Excerpt to read -
4 The issues in these proceedings have narrowed to whether or not the respondents acted in good faith when they demanded repayment of their loans; and whether the transaction involving the repayment was one in the ordinary course of business, within the meaning of the section. It is conceded that the respondents gave consideration and otherwise it is accepted that all the statutory indicia for a preference are present.
5 The three agreements for loan organised by the respondents' financial advisor showed the Sing Family Superannuation Fund to be the lender and Mr Dexter, trading as the Wattle Group in Queensland, to be the borrower. Pursuant to it, the borrower was to have the right to repay the loan at any time; but the lender had the right to demand repayment of the loan and any accrued interest by giving 30 days notice in writing no earlier than six calendar months from the date of the agreements. The agreements were entered into on 28 November 1997, 19 December 1997 and 13 January 1998. The schedule to the agreements provided for interest to be paid and the first of those payments was received by the respondents on 12 January 1998. The second was received on 12 February 1998.
6 Mr Sing had been a Commander with the Australian Federal Police and was experienced in the investigation of fraud. He retired early, in November 1997. In January 1998 he commenced employment with KPMG Chartered Accountants, initially on a part time basis and as a consultant. Later he became the senior manager of the forensic accounting practice.
7 The respondents concerns about their investment were first raised by a newspaper article published on 18 January 1998. Mrs Sing brought it to the attention of her husband. The article was in these terms:
'PUBLIC MEETINGS WARN OF GET-RICH SCHEMES
Byline: By ALEX MITCHELL
GULLIBLE investors in NSW have poured almost $100 million into investment schemes which promise impossibly optimistic returns of up to 50 per cent.
GULLIBLE investors in NSW have poured almost $100 million into investment schemes which promise impossibly optimistic returns of up to 50 per cent.

Brief A -
Output everything in the judgment excerpt from "4 The issues" down to "preference are present.", word for word.
Brief B -
According to the judgment excerpt, how much notice did the lender have to give to demand repayment of the loan?
Brief C -
Condense the judgment excerpt's paragraph beginning "Mr Sing had been a Commander" into a short bulleted list that keeps its main facts.
Rely on the judgment excerpt alone.

[Excerpts of location labeling data]

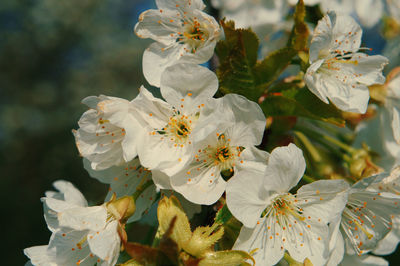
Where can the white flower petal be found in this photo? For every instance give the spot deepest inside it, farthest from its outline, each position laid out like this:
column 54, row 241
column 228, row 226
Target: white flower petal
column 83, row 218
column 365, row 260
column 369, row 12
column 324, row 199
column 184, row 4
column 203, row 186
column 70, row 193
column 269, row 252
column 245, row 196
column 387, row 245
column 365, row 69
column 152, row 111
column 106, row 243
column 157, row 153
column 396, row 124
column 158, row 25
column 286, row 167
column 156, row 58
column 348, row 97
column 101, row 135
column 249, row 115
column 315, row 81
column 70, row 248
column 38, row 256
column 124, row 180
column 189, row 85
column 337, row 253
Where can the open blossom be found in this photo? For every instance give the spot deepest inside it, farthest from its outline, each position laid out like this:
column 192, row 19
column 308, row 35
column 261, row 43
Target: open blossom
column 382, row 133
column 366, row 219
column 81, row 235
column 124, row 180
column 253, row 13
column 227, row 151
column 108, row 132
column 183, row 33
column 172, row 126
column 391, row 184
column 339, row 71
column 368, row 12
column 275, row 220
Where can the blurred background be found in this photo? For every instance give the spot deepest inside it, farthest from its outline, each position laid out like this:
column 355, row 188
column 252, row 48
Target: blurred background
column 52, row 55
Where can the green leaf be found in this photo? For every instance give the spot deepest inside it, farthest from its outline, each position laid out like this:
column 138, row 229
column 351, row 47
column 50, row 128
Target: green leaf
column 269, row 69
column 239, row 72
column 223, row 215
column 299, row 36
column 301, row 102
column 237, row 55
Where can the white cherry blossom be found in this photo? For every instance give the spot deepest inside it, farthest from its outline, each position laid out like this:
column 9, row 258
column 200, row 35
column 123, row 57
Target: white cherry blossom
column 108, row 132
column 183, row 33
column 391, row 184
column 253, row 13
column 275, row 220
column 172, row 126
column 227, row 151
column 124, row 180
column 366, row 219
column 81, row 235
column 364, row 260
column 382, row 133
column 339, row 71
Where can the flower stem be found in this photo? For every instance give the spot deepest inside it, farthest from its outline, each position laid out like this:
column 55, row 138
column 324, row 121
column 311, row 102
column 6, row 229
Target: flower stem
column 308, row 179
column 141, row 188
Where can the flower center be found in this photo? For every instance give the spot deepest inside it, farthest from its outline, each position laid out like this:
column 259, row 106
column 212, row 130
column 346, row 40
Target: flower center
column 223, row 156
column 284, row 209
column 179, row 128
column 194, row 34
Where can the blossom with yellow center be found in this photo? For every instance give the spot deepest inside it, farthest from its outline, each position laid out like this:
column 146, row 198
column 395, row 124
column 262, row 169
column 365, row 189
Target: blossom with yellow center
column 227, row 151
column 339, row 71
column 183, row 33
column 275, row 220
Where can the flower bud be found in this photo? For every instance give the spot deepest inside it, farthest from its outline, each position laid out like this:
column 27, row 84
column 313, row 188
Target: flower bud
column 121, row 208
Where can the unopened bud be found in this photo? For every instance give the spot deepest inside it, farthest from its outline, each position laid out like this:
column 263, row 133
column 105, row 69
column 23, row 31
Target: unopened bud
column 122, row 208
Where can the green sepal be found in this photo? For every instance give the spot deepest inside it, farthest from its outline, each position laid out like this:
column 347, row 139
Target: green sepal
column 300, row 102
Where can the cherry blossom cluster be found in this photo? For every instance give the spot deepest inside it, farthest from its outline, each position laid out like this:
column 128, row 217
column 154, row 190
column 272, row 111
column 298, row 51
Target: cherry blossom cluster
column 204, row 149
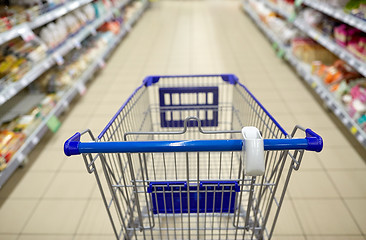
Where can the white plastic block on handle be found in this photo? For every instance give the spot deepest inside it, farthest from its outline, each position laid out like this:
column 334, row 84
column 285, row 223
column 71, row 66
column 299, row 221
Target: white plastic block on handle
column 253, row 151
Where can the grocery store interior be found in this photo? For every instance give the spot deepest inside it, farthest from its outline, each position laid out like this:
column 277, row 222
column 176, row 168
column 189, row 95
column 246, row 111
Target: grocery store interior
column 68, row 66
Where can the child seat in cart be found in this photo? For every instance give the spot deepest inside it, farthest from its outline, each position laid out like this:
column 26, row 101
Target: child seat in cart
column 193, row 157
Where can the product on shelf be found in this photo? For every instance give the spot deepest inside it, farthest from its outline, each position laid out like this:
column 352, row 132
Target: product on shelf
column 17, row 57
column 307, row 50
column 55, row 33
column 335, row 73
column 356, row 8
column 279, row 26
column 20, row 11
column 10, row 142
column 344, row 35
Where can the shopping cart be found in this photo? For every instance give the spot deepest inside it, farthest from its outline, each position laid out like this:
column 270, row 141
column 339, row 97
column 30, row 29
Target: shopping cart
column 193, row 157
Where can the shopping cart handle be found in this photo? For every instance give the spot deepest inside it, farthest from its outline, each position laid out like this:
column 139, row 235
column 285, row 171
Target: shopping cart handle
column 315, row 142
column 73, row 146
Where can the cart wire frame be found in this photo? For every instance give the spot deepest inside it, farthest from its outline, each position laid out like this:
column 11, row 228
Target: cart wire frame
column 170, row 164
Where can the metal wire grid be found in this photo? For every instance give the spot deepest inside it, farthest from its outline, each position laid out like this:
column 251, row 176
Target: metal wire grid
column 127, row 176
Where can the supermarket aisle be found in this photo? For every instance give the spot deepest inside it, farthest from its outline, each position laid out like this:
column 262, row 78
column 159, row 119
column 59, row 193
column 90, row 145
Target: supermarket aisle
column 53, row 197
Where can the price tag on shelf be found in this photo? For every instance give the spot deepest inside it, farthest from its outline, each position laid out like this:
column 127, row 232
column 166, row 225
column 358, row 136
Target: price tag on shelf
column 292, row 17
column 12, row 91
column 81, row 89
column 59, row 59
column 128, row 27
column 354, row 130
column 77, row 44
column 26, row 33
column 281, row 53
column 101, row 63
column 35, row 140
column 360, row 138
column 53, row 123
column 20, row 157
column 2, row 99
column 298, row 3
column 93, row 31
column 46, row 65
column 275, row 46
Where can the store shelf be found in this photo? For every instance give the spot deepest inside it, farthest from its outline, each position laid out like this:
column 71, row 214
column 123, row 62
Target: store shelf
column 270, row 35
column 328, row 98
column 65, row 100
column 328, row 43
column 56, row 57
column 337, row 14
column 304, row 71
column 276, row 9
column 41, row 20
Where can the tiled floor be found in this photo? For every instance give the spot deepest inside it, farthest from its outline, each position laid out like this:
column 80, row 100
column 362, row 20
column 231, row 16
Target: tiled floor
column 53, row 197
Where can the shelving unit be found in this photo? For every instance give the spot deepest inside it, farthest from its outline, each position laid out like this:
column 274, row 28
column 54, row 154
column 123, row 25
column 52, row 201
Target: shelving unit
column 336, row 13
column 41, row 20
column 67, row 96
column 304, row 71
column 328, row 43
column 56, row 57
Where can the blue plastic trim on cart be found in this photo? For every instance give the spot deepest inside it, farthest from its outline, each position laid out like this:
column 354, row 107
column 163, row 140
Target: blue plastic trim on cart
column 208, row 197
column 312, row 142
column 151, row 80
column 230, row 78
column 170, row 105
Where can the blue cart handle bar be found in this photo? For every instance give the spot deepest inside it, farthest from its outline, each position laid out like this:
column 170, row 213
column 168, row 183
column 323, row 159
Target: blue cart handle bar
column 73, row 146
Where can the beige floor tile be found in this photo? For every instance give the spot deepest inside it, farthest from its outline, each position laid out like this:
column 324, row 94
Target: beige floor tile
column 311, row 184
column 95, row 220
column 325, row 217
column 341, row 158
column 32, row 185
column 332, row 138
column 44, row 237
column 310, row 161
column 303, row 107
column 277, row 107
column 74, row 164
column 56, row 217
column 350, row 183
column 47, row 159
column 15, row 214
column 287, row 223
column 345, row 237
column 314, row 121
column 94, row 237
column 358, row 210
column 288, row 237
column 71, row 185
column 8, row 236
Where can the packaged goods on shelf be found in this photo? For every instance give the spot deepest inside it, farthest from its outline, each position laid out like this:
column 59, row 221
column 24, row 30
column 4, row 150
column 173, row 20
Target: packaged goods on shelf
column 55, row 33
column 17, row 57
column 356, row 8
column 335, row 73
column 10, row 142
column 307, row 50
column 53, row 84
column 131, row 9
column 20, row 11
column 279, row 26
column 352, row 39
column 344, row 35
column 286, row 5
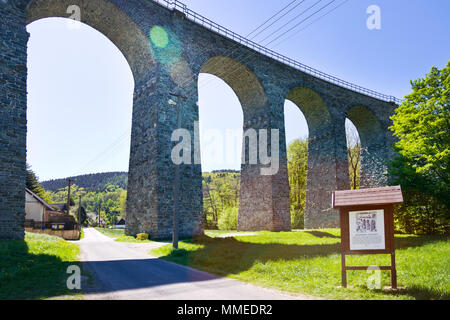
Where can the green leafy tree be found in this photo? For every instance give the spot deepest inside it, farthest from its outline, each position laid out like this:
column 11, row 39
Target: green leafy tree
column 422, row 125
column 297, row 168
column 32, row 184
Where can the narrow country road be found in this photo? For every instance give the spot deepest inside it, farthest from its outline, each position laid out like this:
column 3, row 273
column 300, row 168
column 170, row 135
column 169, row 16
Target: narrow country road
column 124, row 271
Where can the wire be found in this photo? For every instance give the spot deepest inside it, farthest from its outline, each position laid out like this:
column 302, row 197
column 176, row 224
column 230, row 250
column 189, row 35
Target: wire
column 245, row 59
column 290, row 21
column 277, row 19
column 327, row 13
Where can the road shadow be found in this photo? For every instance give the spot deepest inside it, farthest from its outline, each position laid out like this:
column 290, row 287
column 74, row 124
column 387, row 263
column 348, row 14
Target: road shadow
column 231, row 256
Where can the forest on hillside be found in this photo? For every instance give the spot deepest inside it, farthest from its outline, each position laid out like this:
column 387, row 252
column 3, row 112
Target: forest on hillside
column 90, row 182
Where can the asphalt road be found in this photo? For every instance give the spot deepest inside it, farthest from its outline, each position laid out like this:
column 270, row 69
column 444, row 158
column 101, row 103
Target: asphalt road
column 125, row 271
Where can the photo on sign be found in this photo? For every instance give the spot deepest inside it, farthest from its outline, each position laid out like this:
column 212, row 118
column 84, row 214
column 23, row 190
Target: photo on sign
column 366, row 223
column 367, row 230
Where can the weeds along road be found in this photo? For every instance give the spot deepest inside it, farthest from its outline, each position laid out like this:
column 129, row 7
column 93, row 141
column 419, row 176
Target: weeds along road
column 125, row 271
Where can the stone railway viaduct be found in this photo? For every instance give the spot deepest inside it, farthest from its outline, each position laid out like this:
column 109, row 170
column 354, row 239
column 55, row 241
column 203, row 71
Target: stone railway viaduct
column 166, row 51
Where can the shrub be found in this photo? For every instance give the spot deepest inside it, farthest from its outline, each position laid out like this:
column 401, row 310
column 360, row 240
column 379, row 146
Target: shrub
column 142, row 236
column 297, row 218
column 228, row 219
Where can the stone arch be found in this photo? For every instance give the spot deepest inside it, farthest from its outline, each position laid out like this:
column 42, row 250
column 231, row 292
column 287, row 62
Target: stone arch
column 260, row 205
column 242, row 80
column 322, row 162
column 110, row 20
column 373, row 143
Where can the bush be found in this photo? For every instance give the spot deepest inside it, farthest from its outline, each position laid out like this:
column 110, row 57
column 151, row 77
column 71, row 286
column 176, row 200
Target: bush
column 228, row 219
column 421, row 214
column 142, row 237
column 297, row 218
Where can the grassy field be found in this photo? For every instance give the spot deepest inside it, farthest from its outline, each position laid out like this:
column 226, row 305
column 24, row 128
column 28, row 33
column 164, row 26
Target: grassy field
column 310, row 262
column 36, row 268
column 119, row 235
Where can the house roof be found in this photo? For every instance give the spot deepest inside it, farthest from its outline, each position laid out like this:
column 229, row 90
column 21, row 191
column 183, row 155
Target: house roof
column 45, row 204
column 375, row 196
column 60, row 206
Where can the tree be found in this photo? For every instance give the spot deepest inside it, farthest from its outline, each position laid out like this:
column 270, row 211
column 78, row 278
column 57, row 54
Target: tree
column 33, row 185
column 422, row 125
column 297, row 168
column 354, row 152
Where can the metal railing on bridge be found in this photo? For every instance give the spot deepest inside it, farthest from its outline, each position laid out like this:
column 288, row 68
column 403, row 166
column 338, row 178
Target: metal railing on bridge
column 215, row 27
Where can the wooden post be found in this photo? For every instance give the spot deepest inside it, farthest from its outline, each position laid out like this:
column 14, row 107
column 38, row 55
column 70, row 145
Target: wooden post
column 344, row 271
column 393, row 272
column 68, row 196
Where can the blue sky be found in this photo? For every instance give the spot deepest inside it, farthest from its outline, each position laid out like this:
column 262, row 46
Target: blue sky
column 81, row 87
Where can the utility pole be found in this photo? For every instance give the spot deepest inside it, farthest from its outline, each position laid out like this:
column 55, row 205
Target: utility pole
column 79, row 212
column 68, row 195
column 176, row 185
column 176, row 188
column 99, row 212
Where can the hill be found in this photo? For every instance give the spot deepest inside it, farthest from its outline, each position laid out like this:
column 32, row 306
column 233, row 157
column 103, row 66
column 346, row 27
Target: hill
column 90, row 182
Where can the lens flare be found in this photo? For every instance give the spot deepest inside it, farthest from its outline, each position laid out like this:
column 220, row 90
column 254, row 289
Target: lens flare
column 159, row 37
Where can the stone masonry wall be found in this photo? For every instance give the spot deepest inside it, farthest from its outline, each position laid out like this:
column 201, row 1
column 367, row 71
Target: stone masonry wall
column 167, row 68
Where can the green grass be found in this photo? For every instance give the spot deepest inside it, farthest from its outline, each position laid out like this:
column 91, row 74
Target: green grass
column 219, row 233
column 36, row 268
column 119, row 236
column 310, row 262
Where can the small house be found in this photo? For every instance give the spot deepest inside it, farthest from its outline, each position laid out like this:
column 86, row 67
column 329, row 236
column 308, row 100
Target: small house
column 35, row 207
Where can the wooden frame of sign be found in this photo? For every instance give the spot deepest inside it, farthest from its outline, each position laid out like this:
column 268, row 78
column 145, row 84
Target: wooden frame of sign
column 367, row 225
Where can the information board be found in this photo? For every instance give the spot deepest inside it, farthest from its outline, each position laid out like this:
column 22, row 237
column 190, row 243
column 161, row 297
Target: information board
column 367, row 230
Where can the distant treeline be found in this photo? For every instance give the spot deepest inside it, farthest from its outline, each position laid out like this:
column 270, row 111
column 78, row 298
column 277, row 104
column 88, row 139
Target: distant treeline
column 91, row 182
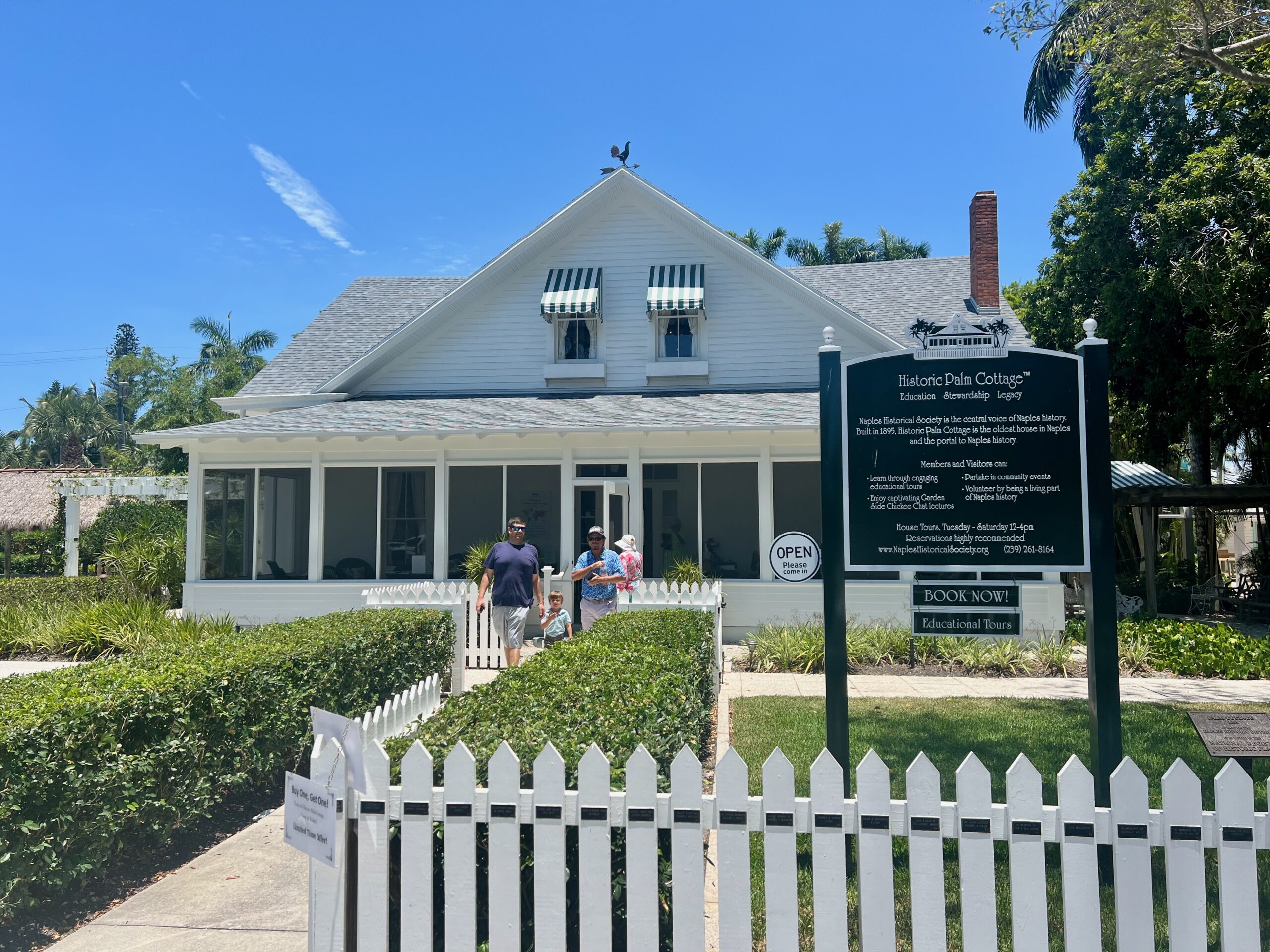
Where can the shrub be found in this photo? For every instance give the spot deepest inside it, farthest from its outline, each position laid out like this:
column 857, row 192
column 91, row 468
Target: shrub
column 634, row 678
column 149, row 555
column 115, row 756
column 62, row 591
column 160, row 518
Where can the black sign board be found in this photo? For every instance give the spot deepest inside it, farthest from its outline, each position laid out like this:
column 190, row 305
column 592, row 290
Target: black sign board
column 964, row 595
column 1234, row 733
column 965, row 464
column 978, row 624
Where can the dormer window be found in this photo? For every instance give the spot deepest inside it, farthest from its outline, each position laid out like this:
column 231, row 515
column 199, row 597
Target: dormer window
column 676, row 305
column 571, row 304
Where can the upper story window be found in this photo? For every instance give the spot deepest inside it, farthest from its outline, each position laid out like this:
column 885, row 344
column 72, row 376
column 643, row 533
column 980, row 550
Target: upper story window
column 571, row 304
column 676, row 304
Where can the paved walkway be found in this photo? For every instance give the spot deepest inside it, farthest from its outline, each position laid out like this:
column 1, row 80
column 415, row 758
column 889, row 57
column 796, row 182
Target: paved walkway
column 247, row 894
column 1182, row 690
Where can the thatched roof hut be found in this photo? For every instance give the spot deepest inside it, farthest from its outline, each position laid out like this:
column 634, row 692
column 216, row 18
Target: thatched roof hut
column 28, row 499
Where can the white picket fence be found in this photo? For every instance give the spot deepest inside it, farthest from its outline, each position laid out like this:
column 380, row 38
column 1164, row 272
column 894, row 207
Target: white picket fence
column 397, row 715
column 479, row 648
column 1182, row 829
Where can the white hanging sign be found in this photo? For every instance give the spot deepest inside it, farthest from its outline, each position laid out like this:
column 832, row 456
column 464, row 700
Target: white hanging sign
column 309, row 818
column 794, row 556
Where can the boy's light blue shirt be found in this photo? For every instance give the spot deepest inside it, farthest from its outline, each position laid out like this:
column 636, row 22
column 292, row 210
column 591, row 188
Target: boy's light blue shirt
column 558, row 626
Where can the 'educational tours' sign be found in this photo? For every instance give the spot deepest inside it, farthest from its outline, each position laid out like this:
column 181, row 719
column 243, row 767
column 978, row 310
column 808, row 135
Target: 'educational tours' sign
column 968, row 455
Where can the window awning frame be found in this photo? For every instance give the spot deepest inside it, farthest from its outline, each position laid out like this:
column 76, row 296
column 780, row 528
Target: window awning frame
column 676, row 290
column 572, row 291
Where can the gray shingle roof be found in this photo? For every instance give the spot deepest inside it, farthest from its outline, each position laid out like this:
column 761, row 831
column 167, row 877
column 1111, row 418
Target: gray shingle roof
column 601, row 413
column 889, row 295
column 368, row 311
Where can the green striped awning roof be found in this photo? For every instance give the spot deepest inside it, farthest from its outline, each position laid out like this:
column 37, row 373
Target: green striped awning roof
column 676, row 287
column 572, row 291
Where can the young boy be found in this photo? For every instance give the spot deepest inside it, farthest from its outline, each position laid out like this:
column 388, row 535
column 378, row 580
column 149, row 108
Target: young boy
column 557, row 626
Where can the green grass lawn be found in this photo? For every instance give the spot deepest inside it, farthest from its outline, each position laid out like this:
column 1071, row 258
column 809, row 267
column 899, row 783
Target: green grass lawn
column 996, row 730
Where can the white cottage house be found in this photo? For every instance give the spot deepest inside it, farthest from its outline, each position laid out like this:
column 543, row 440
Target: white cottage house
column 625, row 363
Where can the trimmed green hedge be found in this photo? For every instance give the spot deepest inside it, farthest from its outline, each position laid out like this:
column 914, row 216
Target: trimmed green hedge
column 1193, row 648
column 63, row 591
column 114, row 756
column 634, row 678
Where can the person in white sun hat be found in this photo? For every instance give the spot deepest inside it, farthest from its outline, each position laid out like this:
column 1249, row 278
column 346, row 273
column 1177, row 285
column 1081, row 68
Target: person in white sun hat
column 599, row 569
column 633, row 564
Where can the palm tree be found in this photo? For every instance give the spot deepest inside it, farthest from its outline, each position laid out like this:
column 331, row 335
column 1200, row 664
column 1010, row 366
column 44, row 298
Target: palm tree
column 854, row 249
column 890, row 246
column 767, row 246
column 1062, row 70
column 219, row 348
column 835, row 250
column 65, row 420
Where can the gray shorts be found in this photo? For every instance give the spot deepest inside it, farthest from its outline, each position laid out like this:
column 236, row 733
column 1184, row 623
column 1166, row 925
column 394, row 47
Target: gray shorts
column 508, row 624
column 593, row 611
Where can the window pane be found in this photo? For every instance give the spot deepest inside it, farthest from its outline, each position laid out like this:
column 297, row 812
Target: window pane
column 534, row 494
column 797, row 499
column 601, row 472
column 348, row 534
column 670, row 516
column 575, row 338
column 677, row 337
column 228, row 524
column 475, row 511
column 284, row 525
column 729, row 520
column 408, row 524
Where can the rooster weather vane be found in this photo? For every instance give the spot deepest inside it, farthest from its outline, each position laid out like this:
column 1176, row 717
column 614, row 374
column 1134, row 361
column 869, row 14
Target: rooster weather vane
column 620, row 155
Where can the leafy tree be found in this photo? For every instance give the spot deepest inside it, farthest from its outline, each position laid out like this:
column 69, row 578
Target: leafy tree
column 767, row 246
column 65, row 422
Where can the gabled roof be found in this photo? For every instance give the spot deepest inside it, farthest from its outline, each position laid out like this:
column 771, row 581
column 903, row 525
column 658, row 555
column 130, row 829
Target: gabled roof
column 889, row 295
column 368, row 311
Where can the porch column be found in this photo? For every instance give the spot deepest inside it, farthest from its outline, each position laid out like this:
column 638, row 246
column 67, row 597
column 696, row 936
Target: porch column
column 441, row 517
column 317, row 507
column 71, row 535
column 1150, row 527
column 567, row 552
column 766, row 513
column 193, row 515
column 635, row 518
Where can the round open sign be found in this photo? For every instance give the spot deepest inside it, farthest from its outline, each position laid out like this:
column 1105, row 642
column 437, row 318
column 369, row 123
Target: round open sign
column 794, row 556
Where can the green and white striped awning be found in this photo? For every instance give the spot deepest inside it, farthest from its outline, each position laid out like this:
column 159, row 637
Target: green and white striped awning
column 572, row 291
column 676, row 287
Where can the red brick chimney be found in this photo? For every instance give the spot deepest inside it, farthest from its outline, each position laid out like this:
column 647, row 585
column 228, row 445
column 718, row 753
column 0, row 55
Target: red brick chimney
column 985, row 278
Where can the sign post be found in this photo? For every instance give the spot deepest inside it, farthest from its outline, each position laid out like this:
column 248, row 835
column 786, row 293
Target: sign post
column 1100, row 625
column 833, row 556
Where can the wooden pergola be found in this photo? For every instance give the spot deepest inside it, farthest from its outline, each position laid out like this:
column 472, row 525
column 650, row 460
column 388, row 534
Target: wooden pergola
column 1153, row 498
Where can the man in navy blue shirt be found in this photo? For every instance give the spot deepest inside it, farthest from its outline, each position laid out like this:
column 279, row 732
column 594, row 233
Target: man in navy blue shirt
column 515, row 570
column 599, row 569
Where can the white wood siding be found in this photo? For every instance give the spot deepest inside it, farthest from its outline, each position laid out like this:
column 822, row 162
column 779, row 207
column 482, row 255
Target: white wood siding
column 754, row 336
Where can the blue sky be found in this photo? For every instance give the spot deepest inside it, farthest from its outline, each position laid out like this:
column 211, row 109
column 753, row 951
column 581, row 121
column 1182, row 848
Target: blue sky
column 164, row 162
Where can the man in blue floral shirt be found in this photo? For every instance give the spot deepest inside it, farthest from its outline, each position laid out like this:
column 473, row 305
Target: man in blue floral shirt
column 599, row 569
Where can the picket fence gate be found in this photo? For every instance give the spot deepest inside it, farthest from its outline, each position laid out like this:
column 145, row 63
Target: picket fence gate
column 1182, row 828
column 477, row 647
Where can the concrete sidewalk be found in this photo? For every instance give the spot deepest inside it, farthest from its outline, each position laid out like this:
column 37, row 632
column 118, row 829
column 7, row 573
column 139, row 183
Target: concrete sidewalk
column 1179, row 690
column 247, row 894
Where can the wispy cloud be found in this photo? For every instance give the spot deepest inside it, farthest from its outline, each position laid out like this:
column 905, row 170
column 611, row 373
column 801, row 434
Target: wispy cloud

Complete response A -
4 The issues in these proceedings have narrowed to whether or not the respondents acted in good faith when they demanded repayment of their loans; and whether the transaction involving the repayment was one in the ordinary course of business, within the meaning of the section. It is conceded that the respondents gave consideration and otherwise it is accepted that all the statutory indicia for a preference are present.

Complete response B -
30 days notice in writing.

Complete response C -
- Former Commander with the Australian Federal Police, experienced in fraud investigation
- Retired early, in November 1997
- Joined KPMG Chartered Accountants in January 1998, first part time as a consultant
- Later became senior manager of the forensic accounting practice